• _What needs to be done_: Pick out each line in the listing below that contains the word "frost", and copy those lines.

Annotated coordinate records
>> begin
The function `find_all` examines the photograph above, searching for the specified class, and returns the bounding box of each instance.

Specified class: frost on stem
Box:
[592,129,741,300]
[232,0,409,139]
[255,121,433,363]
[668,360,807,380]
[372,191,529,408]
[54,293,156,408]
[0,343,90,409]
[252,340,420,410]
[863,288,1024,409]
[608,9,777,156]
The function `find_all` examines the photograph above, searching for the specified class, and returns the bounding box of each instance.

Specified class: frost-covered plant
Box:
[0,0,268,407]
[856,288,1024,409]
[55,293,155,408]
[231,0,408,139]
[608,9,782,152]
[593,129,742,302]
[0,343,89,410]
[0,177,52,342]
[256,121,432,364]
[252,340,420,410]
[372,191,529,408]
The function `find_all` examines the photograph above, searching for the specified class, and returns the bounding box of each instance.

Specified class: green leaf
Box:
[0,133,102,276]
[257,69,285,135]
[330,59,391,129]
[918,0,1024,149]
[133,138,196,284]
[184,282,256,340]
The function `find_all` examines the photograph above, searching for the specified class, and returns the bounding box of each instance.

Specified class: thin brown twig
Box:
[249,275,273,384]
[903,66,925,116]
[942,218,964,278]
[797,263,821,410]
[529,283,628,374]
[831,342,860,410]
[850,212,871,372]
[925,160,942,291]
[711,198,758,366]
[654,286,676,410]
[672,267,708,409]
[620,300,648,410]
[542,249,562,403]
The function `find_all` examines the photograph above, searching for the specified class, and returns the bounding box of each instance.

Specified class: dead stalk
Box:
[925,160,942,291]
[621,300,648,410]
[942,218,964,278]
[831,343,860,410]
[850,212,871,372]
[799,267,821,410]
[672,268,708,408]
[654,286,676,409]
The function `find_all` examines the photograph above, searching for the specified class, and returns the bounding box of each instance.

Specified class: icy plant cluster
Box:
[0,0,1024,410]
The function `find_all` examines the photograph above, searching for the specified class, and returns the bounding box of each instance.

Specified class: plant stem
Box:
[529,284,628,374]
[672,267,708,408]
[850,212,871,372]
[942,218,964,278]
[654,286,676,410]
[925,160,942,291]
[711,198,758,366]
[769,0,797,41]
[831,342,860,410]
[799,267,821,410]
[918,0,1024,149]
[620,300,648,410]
>> end
• _Reply to the exercise_:
Specified class: frost on stem
Specified class: frost-covered plant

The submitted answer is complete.